Excerpts from point annotation records
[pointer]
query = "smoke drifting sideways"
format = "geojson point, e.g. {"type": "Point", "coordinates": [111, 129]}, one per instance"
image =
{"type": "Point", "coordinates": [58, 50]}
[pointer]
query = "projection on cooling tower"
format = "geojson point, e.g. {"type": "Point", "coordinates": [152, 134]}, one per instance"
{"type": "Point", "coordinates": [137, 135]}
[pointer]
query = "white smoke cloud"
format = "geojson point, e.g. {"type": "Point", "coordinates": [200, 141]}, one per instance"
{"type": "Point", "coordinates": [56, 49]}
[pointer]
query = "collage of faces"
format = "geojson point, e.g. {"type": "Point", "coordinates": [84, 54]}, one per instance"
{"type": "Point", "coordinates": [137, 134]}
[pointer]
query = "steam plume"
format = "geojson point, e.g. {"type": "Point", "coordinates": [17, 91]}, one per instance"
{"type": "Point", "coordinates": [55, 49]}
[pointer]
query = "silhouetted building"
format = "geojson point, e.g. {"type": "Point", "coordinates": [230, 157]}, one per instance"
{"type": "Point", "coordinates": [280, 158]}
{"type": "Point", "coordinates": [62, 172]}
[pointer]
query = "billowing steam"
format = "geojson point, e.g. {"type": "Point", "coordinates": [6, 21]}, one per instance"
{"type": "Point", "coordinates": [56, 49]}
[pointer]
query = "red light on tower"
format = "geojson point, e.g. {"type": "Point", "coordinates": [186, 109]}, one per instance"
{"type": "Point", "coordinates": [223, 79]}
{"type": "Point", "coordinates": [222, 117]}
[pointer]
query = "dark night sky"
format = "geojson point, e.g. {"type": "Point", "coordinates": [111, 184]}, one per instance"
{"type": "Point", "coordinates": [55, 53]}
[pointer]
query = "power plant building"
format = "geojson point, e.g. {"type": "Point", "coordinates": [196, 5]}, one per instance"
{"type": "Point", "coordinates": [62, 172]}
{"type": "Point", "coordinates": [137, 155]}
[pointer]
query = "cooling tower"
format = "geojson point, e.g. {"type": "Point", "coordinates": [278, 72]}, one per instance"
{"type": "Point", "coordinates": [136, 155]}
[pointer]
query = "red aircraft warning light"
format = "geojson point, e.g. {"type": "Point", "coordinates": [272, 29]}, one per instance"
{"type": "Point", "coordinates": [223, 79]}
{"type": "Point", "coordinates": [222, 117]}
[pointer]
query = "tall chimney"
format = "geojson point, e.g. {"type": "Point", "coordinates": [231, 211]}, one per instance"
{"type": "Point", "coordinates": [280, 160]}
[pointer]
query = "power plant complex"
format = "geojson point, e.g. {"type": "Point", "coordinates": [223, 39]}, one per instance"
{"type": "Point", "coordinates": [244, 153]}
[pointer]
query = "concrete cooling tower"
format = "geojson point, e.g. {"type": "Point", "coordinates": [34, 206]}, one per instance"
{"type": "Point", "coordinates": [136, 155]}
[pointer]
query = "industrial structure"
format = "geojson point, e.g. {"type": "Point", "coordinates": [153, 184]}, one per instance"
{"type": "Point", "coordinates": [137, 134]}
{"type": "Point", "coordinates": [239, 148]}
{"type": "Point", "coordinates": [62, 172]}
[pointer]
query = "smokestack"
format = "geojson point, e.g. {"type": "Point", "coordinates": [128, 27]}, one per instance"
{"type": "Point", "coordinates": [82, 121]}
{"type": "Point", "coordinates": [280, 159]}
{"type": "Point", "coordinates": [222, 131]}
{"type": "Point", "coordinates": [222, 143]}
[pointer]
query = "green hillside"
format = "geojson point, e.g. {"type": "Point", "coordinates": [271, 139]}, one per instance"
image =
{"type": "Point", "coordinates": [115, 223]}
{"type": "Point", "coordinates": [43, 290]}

---

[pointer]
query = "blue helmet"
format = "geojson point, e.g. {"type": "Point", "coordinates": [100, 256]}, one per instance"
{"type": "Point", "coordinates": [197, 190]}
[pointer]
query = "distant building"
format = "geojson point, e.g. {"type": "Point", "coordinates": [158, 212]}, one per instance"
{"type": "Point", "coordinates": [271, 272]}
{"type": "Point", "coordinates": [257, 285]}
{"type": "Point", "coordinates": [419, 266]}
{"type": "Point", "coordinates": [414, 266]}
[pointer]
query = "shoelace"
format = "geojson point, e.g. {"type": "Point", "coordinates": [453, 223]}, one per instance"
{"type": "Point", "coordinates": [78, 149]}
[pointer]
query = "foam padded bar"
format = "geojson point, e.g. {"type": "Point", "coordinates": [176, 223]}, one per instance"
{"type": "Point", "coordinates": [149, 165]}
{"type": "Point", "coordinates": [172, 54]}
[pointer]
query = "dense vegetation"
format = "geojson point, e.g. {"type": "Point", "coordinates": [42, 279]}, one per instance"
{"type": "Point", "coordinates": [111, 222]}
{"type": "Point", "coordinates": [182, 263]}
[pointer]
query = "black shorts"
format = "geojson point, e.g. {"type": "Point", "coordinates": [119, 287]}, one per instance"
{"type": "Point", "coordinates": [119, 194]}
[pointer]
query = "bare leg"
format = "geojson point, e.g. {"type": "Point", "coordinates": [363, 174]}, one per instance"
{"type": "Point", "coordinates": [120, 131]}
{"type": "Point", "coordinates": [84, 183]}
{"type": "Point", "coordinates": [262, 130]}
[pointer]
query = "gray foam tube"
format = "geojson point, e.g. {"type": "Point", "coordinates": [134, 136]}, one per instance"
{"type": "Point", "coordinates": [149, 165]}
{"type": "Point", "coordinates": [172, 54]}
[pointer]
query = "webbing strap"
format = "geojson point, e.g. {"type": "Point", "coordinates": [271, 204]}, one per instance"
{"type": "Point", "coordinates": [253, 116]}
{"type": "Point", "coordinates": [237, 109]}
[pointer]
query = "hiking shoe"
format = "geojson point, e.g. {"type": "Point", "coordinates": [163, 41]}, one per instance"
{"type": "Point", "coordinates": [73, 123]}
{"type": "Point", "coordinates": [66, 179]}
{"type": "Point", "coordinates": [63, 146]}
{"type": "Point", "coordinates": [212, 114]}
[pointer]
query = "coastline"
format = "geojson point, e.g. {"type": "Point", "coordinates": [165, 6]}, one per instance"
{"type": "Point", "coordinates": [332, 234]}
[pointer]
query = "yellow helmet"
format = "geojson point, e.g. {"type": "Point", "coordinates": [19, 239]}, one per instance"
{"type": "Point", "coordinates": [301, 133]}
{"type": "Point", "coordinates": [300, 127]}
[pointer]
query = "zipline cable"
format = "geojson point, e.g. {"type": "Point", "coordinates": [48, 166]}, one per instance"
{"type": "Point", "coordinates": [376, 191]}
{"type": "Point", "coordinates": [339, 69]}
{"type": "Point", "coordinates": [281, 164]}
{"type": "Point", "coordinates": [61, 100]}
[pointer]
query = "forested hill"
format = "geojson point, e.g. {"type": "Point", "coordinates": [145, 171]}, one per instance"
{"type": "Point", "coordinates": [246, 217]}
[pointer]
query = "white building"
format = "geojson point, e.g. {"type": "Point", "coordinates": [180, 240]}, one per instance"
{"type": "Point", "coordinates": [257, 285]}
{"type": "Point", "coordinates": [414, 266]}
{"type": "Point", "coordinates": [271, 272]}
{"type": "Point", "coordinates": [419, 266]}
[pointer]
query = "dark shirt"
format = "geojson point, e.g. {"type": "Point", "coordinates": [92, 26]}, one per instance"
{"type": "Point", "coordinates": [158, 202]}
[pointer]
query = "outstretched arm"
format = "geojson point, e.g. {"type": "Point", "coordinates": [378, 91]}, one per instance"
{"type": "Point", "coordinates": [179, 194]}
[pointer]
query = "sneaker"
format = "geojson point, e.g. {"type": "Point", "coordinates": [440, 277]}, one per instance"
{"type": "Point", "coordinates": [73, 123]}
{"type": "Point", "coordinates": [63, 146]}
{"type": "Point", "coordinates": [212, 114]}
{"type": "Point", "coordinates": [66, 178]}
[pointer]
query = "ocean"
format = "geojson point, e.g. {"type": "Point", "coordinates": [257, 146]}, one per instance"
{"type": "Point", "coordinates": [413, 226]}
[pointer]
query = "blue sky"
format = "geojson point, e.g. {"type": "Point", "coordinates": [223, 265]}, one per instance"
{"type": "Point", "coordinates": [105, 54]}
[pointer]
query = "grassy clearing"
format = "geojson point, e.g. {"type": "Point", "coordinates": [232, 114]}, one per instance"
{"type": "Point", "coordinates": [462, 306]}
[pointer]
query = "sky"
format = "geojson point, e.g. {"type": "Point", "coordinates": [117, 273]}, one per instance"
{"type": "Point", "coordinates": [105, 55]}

---

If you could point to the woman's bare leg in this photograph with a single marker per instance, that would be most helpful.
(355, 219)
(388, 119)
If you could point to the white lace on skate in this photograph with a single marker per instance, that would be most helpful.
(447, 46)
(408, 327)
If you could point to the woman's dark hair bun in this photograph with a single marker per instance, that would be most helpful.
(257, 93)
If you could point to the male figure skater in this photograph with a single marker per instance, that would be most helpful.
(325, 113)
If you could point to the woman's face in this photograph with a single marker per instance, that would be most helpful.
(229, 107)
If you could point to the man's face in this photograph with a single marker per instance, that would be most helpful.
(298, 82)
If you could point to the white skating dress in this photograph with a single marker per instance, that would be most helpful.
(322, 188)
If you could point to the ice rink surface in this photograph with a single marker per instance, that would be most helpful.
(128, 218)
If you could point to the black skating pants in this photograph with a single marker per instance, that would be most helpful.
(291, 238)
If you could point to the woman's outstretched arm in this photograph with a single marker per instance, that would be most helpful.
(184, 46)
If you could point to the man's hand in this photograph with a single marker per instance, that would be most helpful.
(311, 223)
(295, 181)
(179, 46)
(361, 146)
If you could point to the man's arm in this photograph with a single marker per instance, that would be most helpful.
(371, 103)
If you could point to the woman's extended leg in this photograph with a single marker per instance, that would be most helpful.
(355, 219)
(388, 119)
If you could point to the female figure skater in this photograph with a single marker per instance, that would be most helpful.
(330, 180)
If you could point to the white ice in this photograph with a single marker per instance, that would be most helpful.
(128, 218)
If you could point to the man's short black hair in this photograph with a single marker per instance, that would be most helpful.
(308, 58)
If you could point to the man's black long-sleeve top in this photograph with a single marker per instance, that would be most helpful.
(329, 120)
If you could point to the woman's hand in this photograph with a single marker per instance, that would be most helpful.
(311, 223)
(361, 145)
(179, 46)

> Do this
Which lines in the records above contain the string "building"? Pick them out and copy each one.

> Result of this exercise
query = "silhouetted building"
query = "power plant building"
query = "distant building"
query = "white building"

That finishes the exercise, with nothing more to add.